TEXT
- - - - - - -
We made our iced tea so sweet the sugar would drop out of solution. The water simply couldn’t hold any more sugar. You had to stir it before taking a slug. The tea was at maximum saturation and by some mysterious combination of temperature and barometric pressure the sugar fell to the bottom like morning dew. And that banana pudding was divine, I tell you.

My weight stayed around 174 pounds for decades. It didn’t matter what or how much I ate and believe me, I wasn’t too discerning about what I shoved into my mouth. It was all just food. Some food-stuff tasted better than other food-stuff but never good enough to wash a dish for. I frequented fast food places because their offerings were paper wrapped, disposable and filled the void. I was just going to eat it, man, it’s not like I was going to put it on display in my trophy cabinet.

Things stayed that way until the last five or so years. My clothes started fitting tight. My stomach required copious quantities of Tums to keep the acid from gurgling into my throat and burning the back of my mouth. I kept eating like always even though my activity level went down. I was no longer working 6 days a week crawling in and out of boats.

Photo by Ren Doughty.

My belly grew larger and larger until I hit 195 pounds. For a modern American male 195 pounds isn’t all that surprising but hang all that meat and blubber on a 5-foot, 6-inch frame and you’ve got a fat little bastard. My dad would have been proud. Nothing fit anymore. Even my shoes were tight. My riding gear became coat rack decorations. I puffed going uphill, my fiberglass filled, burnt out COPD lungs struggling to supply oxygen and my heart pounded to circulate blood through all that fat.
- - - - - - -
SUPPLIED RECORDS
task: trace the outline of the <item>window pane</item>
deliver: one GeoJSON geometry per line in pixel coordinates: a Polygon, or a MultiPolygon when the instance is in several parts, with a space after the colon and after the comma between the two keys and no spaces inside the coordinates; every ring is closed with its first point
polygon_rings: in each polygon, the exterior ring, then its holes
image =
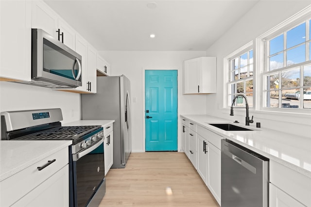
{"type": "Polygon", "coordinates": [[[299,108],[299,89],[282,90],[282,108],[299,108]]]}
{"type": "Polygon", "coordinates": [[[245,90],[246,93],[253,93],[253,79],[245,82],[245,90]]]}
{"type": "Polygon", "coordinates": [[[278,107],[278,91],[267,91],[266,106],[269,107],[278,107]]]}
{"type": "Polygon", "coordinates": [[[239,68],[239,58],[236,58],[234,60],[233,60],[233,65],[234,67],[234,69],[236,69],[239,68]]]}
{"type": "Polygon", "coordinates": [[[282,71],[282,88],[300,86],[300,69],[297,68],[282,71]]]}
{"type": "Polygon", "coordinates": [[[237,83],[237,93],[243,93],[244,92],[244,82],[237,83]]]}
{"type": "Polygon", "coordinates": [[[240,67],[241,68],[247,65],[247,52],[240,56],[240,58],[241,61],[240,67]]]}
{"type": "Polygon", "coordinates": [[[287,51],[286,65],[296,64],[306,61],[306,46],[304,44],[287,51]]]}
{"type": "Polygon", "coordinates": [[[236,69],[232,71],[232,77],[231,77],[231,80],[239,79],[239,69],[236,69]]]}
{"type": "Polygon", "coordinates": [[[304,88],[304,91],[303,108],[311,108],[311,87],[304,88]]]}
{"type": "MultiPolygon", "coordinates": [[[[230,86],[230,88],[229,88],[229,89],[230,90],[229,91],[231,91],[231,92],[229,92],[229,93],[231,93],[231,94],[236,93],[237,92],[236,89],[237,89],[237,87],[236,87],[236,84],[231,84],[230,86]]],[[[233,99],[231,100],[231,101],[233,99]]]]}
{"type": "Polygon", "coordinates": [[[275,37],[270,41],[270,55],[275,54],[283,50],[284,48],[284,35],[275,37]]]}
{"type": "Polygon", "coordinates": [[[311,66],[305,66],[303,68],[303,86],[311,86],[311,66]]]}
{"type": "Polygon", "coordinates": [[[240,78],[242,79],[247,77],[247,66],[241,68],[240,78]]]}
{"type": "Polygon", "coordinates": [[[247,98],[247,102],[248,102],[248,106],[253,107],[253,93],[246,93],[245,94],[247,98]]]}
{"type": "Polygon", "coordinates": [[[253,64],[249,65],[249,76],[253,76],[253,64]]]}
{"type": "Polygon", "coordinates": [[[286,48],[288,49],[306,41],[306,23],[287,32],[286,48]]]}
{"type": "Polygon", "coordinates": [[[275,73],[267,76],[267,90],[278,89],[278,74],[275,73]]]}
{"type": "Polygon", "coordinates": [[[270,57],[270,70],[278,69],[283,67],[283,52],[270,57]]]}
- - - - - - -
TASK STATEMENT
In the text about weight gain above, rewrite the paragraph that begins "Things stayed that way" more briefly, keeping its main facts.

RESULT BELOW
That changed in the last five or so years. My clothes got tight, and I needed lots of Tums to keep stomach acid from burning my throat and mouth. I kept eating the same way even though I was less active, since I no longer worked six days a week crawling in and out of boats.